**PROBLEMS**.
**A)** Answer these questions about the comment thread on God's will and evil:
(i) Which chapter of Romans does guiroo say confirms that man is held responsible for evil and sin?
(ii) On what date and at what time was Bulldawgy's comment posted?
(iii) According to Bulldawgy, what does everyone who has responded have?
**B)** In the comment thread on God's will and evil, repeat the passage starting at "I will use an" and ending at "in the faith.".
**C)** Pick up the comment thread on God's will and evil where it stops, and continue it.

**EXTRACT TO READ**.
Here’s a manuscript of a talk Piper gave under the same title — it’s not exactly what appears in the most recent edition of the DG book, but it’s structurally the same.
guiroo | 26-Mar-07 at 8:23 am | Permalink
I agree that man is held responsible for evil and sin — Romans 9 comfirms that.
Romans 2:5 - But because of your hard and impenitent heart you are storing up wrath for yourself on the day of wrath when God’s righteous judgment will be revealed.
Romans 9:18-20 - So then he has mercy on whomever he wills, and he hardens whomever he wills. You will say to me then, “Why does he still find fault? For who can resist his will?” But who are you, O man, to answer back to God? Will what is molded say to its molder, “Why have you made me like this?”
So the question remains, “Or did something happen that God never intended? “
Bulldawgy | 26-Mar-07 at 9:05 am | Permalink
Guiroo, I understand your question - and the dilemma that results from side-stepping it.
I would have to answer, based upon the totality of Scripture, that there is nothing that has ever happened that God did not intend to happen.
I will use an actual experience as an example. The question that results blows my mind - but it is one that I wrestle with, nonetheless.
Here goes: “Did God plan for John Couey to kidnap, rape, torture and then murder nine-year old Jessica Lunsford - so that His punishment of sin - or the forgiveness of the sinner would bring Glory to HIs name?”
That is a tough question. Now replace the name of the pedophile with a random name, and replace the name of the little girl with a name of your own child (everyone who has responded here has a daughter) - now…. let’s affirm the “explicit” teaching of Scripture - or let’s examine ourselves to see if we are in the faith.
Right or wrong, this is something that I don’t want to attach to God - though I may assent to it with my intellect.

Coordinate annotation entries:
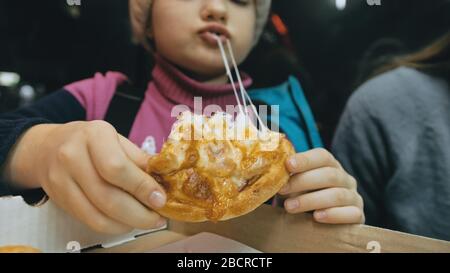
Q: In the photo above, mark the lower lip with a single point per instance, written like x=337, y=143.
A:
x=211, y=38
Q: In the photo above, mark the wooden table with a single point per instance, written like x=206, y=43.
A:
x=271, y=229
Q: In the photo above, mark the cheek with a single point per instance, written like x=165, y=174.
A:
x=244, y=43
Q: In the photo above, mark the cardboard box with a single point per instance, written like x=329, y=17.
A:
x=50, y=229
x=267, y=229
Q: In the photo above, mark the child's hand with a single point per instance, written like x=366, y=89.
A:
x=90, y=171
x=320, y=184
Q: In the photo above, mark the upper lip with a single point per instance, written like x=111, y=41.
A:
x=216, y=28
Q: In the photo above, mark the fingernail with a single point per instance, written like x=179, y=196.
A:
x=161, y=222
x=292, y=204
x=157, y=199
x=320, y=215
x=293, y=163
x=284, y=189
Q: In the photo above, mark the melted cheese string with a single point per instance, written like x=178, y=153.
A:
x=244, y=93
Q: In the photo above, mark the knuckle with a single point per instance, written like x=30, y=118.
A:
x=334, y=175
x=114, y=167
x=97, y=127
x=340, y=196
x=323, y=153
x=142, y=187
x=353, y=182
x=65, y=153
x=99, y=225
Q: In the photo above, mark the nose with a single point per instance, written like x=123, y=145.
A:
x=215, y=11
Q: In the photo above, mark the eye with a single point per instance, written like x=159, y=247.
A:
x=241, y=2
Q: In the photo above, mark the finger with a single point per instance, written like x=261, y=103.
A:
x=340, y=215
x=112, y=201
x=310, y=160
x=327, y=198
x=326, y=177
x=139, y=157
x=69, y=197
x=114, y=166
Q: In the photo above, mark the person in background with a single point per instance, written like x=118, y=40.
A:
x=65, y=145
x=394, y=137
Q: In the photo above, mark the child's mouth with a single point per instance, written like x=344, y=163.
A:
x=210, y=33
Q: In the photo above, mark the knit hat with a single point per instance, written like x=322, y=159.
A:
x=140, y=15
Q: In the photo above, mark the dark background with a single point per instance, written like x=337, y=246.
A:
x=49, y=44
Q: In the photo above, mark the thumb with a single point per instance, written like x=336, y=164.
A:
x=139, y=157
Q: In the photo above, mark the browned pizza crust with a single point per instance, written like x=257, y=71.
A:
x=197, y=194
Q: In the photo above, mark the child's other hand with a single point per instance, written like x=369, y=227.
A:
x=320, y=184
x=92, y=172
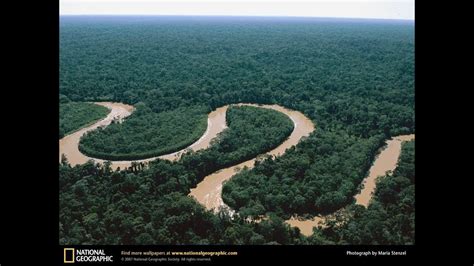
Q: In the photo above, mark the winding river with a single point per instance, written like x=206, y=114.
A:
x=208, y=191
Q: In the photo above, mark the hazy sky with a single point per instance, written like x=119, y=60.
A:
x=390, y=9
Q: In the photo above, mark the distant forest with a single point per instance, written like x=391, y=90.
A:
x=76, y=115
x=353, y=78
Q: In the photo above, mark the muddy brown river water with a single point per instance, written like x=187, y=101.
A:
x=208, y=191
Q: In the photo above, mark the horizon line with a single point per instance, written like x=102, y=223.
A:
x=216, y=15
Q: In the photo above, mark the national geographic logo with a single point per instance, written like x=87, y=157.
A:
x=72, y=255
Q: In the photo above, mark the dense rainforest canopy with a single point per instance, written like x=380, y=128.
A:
* * *
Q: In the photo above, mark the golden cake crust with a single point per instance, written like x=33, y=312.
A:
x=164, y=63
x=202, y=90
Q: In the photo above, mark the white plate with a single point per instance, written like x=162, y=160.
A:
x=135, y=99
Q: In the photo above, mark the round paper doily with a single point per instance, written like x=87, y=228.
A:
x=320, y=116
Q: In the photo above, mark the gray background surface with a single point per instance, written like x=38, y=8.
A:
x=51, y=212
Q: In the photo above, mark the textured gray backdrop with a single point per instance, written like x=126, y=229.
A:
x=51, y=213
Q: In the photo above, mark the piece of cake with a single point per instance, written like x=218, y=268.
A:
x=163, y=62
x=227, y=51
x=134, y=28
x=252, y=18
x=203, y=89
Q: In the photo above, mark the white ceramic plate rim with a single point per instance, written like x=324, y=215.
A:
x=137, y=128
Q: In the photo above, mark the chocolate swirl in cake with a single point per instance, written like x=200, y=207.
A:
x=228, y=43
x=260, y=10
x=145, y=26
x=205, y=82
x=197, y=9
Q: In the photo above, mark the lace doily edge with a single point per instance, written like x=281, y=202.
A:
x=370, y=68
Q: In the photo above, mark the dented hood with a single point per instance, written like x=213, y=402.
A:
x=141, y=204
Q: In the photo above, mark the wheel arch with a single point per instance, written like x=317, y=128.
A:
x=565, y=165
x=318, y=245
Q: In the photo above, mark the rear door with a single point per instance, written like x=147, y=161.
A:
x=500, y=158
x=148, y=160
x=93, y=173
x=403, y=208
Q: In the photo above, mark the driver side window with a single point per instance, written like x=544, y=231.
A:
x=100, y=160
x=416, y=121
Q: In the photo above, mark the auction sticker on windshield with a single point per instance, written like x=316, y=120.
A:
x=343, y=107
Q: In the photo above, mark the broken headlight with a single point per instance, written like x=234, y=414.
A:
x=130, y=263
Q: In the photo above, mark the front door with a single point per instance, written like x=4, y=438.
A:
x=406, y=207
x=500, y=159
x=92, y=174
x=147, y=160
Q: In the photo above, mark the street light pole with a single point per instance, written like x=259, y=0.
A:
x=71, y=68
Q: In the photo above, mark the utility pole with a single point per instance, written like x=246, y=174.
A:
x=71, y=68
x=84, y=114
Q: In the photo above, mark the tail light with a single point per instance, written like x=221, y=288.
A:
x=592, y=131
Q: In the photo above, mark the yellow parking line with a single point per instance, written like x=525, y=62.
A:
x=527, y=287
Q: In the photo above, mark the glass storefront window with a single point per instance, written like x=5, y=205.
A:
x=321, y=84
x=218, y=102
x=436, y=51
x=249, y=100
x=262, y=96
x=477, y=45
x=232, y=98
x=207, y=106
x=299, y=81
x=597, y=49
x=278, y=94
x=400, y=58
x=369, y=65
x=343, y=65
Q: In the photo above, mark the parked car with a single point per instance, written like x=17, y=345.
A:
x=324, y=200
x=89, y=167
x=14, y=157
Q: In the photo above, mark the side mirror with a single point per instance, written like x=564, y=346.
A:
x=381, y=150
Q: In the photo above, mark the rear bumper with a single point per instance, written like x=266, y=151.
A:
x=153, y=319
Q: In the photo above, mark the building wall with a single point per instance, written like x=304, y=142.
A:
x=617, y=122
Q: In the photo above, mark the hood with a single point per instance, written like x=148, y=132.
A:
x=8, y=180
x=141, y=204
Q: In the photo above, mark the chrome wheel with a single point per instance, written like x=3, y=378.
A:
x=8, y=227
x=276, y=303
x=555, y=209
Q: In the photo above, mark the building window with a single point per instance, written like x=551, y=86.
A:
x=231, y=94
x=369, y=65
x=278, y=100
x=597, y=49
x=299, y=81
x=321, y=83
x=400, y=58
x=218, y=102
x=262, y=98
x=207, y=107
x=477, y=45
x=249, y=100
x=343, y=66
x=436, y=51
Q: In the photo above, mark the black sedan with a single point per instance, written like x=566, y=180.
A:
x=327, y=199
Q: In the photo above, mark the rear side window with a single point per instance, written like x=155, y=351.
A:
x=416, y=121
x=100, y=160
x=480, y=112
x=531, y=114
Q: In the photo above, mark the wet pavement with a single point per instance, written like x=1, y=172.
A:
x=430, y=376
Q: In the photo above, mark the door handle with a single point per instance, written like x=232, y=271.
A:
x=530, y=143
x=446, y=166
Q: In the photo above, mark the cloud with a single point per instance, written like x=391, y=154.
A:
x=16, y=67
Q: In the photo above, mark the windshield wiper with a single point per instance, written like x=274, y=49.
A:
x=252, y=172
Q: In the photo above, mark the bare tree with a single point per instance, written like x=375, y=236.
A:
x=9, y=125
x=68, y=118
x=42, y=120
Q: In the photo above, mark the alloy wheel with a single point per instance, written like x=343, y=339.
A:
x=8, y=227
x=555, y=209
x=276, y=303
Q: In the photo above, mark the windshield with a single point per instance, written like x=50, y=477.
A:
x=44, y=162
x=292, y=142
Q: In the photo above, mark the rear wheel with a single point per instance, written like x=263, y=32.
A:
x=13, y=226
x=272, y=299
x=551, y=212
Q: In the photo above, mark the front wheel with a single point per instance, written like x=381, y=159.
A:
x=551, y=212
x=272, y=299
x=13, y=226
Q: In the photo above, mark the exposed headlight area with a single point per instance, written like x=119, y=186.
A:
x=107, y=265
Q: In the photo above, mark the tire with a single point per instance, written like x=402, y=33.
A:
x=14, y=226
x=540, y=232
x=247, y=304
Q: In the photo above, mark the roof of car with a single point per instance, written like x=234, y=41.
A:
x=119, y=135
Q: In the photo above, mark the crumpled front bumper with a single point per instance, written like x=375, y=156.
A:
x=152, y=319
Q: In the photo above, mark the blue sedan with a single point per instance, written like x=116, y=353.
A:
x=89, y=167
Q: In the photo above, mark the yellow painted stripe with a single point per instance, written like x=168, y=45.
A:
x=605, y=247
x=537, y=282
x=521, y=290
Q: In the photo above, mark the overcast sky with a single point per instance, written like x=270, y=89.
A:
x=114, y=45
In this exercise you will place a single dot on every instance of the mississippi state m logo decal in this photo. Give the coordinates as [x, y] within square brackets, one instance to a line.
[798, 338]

**ANSWERS FOR THE EXERCISE**.
**A)**
(i) Romans 9
(ii) 26-Mar-07 at 9:05 am
(iii) A daughter

**B)**
I will use an actual experience as an example. The question that results blows my mind - but it is one that I wrestle with, nonetheless.
Here goes: “Did God plan for John Couey to kidnap, rape, torture and then murder nine-year old Jessica Lunsford - so that His punishment of sin - or the forgiveness of the sinner would bring Glory to HIs name?”
That is a tough question. Now replace the name of the pedophile with a random name, and replace the name of the little girl with a name of your own child (everyone who has responded here has a daughter) - now…. let’s affirm the “explicit” teaching of Scripture - or let’s examine ourselves to see if we are in the faith.

**C)**
guiroo | 26-Mar-07 at 9:48 am | Permalink
Dawgy, the tempertature has now exceed 80*F, please refer to me as the Ubertuber from now until the daily high drops below 60*F.
Yes, making it personal always drives things home — it’s something I try to do. It makes us use words like “I, me, and mine.”
Job’s servants were murdered — possibly raped. Consider all that may have happened to Joseph on the way to Egypt. Consider all the REAL FAMILIES that were effected by the ACTUAL EXPERIENCE of God’s “raising up” of Pharaoh and getting Moses into the royal palace.
Exodus 1:22 - Then Pharaoh commanded all his people, “Every son that is born to the Hebrew you shall cast into the Nile, but you shall let every daughter live.”
guiroo | 26-Mar-07 at 10:07 am | Permalink
Just to draw another parallel about something we commenters are pretty passionate about…
“Right or wrong, this is something that I don’t want to attach to God - though I may assent to it with my intellect.”
And so it is with most folks and the ideas of unconditional election, limited atonement, and irresistable grace.
Eric | 26-Mar-07 at 1:51 pm | Permalink
UT, this is the value of Augustine (and later thinkers’ contribution). Nothing has ever happened that God did not intend in an ultimate sense. But that ultimate sense is God’s business. We have no access to that, and, as Paul points out in Romans 9, it’s none of our business.
What God has revealed to us is that He hates sin and that man is responsible for it. How that can be reconciled with the truth of the paragraph above, God does not see fit to reveal to us. We are left to speculate, if we dare.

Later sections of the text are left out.